### DESCRIPTION OF THE TASK
I would like the records restated word for word, without the pictures.

Saved entries
*** Begin section ***

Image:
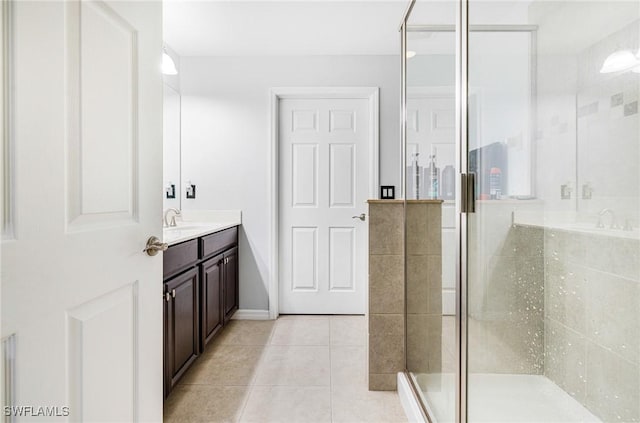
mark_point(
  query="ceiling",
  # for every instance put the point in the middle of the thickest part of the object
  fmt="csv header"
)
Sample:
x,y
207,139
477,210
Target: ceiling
x,y
299,27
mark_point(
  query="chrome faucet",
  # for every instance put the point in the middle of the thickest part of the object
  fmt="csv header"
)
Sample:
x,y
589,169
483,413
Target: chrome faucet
x,y
600,224
168,223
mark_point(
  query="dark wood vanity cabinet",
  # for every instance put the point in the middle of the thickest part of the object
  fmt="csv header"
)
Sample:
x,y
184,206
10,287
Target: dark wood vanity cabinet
x,y
182,325
212,290
230,283
200,297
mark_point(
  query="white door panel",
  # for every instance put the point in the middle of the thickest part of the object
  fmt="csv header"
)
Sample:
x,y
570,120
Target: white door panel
x,y
323,183
79,294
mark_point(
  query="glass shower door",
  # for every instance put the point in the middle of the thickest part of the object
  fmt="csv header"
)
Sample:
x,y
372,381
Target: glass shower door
x,y
430,171
553,289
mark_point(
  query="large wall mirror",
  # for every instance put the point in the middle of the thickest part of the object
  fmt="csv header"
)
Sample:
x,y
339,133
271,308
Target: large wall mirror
x,y
171,149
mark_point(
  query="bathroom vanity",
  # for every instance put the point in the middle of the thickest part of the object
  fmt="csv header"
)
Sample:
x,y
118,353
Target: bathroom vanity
x,y
200,277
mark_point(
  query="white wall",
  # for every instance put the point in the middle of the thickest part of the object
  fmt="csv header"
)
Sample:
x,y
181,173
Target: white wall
x,y
225,137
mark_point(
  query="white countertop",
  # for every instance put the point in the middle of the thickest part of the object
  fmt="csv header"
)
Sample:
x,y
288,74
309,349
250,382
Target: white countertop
x,y
208,222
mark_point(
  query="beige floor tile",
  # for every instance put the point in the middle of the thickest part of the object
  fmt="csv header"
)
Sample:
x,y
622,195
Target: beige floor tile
x,y
355,404
349,366
203,403
303,317
301,332
348,330
294,366
270,404
225,365
246,332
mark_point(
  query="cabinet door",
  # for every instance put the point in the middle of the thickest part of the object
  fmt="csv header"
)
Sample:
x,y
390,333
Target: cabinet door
x,y
212,273
230,283
183,338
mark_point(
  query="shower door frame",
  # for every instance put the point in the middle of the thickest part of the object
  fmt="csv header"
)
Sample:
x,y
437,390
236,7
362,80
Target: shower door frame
x,y
465,199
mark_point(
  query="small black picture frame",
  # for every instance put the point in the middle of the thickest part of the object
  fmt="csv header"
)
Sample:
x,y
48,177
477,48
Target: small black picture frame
x,y
387,192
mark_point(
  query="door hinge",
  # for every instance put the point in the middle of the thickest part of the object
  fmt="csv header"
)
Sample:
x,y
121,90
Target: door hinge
x,y
468,192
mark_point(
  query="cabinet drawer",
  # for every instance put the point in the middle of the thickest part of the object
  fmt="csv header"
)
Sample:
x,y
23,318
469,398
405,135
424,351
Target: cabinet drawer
x,y
218,242
179,257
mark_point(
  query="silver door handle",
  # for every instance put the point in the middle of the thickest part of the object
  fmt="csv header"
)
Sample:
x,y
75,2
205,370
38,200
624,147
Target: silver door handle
x,y
154,245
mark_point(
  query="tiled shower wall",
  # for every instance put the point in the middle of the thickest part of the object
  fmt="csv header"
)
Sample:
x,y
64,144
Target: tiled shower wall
x,y
505,297
506,306
592,321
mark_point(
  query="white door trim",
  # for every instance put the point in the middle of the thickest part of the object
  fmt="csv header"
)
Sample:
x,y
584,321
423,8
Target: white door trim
x,y
275,95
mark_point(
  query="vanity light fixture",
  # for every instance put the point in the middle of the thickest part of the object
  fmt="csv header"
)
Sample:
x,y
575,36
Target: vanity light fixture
x,y
621,60
168,66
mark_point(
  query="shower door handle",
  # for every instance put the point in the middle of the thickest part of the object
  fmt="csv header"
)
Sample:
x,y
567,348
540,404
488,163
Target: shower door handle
x,y
468,192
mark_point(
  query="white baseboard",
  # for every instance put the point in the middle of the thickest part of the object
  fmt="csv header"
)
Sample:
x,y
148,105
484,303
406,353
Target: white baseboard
x,y
244,314
409,401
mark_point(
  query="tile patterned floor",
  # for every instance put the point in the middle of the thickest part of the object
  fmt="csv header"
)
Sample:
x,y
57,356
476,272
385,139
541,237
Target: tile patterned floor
x,y
297,369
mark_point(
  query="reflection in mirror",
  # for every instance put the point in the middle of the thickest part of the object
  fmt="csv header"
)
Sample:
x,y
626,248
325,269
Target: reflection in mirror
x,y
171,149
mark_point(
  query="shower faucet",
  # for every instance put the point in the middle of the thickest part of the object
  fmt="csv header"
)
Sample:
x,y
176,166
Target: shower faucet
x,y
602,213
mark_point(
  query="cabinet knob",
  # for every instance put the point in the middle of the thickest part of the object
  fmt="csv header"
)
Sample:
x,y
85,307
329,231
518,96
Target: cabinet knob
x,y
154,245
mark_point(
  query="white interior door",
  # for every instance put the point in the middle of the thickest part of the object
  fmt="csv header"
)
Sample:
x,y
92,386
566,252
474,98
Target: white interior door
x,y
323,184
82,299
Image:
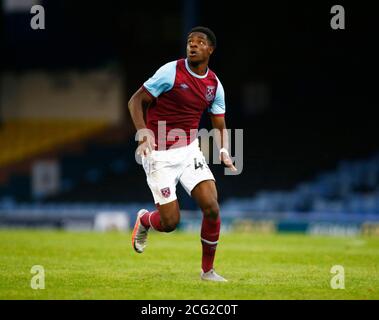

*** End section ***

### TASK RESULT
Image:
mark_point(
  query="ceiling",
  # for every instance put the point in the middle of the thickest part of the object
  fmt="csv header"
)
Sample:
x,y
207,139
477,210
Target: ceiling
x,y
299,27
mark_point(
  query="chrome faucet",
  # for every instance put the point in the middle of the thickest part of the object
  fmt="csv header"
)
Sample:
x,y
589,169
483,413
Target: chrome faucet
x,y
600,224
168,223
mark_point(
  query="dark wood vanity cabinet",
  # for every instance put the point in the middle of the thickest part of the object
  fmt="csv header"
)
Sample:
x,y
184,206
10,287
Target: dark wood vanity cabinet
x,y
182,325
212,290
230,283
200,297
mark_point(
  query="white door panel",
  # for every instance put the point in the middle of the thickest part of the object
  fmt="csv header"
)
Sample:
x,y
570,120
Target: white door panel
x,y
323,183
79,294
mark_point(
  query="glass shower door",
  # for every instance put the point in the middle of the thickest part of the object
  fmt="csv header"
)
Sample:
x,y
372,381
Target: glass shower door
x,y
430,171
553,289
mark_point(
  query="large wall mirror",
  # for every instance put the point in the middle of the thickest part of the object
  fmt="csv header"
)
Sample:
x,y
339,133
271,308
Target: large wall mirror
x,y
171,149
mark_point(
  query="bathroom vanity",
  # for every instance put the point in the middle of the thickest part of the object
  fmt="csv header"
)
Sample:
x,y
118,353
Target: bathroom vanity
x,y
200,277
mark_point(
  query="white wall",
  # for every instance put the point in the middle of the thickest part of the object
  fmt="csv header"
)
Sample:
x,y
181,173
Target: white wall
x,y
225,137
mark_point(
  query="white countertop",
  # for every instance put the point in the middle of the thickest part of the object
  fmt="csv header"
)
Sample:
x,y
288,74
309,349
250,382
Target: white countertop
x,y
208,222
mark_point(
  query="beige floor tile",
  # for every instance put the point in the middle of the thickest part of the object
  fmt="csv header"
)
Sample:
x,y
622,195
Target: beige floor tile
x,y
355,404
349,366
203,403
303,317
301,332
348,330
294,366
270,404
225,365
246,332
mark_point(
  query="cabinet door",
  # for every instance put the point in the middle of the thickest part of the object
  fmt="csv header"
)
Sample:
x,y
390,333
Target: cabinet door
x,y
212,273
230,283
183,338
mark_point(
  query="shower door frame",
  # for every instance put the point in the middle of the thickest part of the object
  fmt="csv header"
)
Sample:
x,y
437,390
236,7
362,80
Target: shower door frame
x,y
465,199
mark_point(
  query="small black picture frame",
  # for every instance put the point in the middle of the thickest part of the object
  fmt="csv header"
)
Sample:
x,y
48,177
477,48
Target: small black picture frame
x,y
387,192
mark_point(
  query="door hinge",
  # for every instance put the point in the middle of the thickest part of the object
  fmt="csv header"
)
Sample:
x,y
121,90
Target: door hinge
x,y
468,192
mark_point(
  query="cabinet drawer",
  # for every instance put the point in the middle of the thickest part of the object
  fmt="csv header"
)
Sample:
x,y
23,318
469,398
405,135
424,351
Target: cabinet drawer
x,y
218,242
179,257
mark_point(
  query="silver door handle",
  # for every instance put the point in the middle of the thickest part of the object
  fmt="csv header"
)
Sample:
x,y
75,2
205,370
38,200
624,147
Target: silver door handle
x,y
154,245
mark_point(
  query="tiled shower wall",
  # for every instance put the point in the middle of the thickest part of the object
  fmt="csv header"
)
Sample:
x,y
64,144
Target: tiled shower wall
x,y
505,297
506,306
592,321
mark_point(
  query="white door trim",
  # for every instance put the point in the middle of the thickest part of the object
  fmt="csv header"
)
Sample:
x,y
584,321
423,8
Target: white door trim
x,y
275,95
mark_point(
  query="vanity light fixture",
  # for every instance put the point in the middle of the thickest part of the object
  fmt="csv header"
)
Sample:
x,y
575,36
Target: vanity light fixture
x,y
621,60
168,66
mark_point(
  query="shower door handle",
  # for every instance put the point in the middle of the thickest part of the object
  fmt="csv header"
)
Sample:
x,y
567,348
540,404
488,163
Target: shower door handle
x,y
468,192
mark_point(
  query="white baseboard",
  # for every instance put the point in the middle of the thickest part of the object
  fmt="csv header"
)
Sample:
x,y
148,105
484,303
406,353
Target: white baseboard
x,y
244,314
409,401
mark_point(
  query="tile patterned floor",
  # for every instance put the point in the middle of the thickest part of the object
  fmt="csv header"
)
Sample:
x,y
57,356
476,272
385,139
541,237
Target: tile patterned floor
x,y
297,369
mark_point(
  query="reflection in mirror",
  # for every instance put the point in the middle of the thickest part of the object
  fmt="csv header"
)
Sample:
x,y
626,248
325,269
Target: reflection in mirror
x,y
171,149
mark_point(
  query="shower faucet",
  # for every instance put the point in the middle of the thickest part of the object
  fmt="csv header"
)
Sample:
x,y
176,166
Target: shower faucet
x,y
602,213
mark_point(
  query="cabinet knob",
  # for every instance put the point in the middle of the thickest part of the object
  fmt="csv header"
)
Sample:
x,y
85,307
329,231
518,96
Target: cabinet knob
x,y
154,245
mark_point(
  query="white interior door",
  # for every instance put the point in the middle of the thickest part of the object
  fmt="csv header"
)
Sample:
x,y
92,386
566,252
474,98
Target: white interior door
x,y
323,184
82,299
Image:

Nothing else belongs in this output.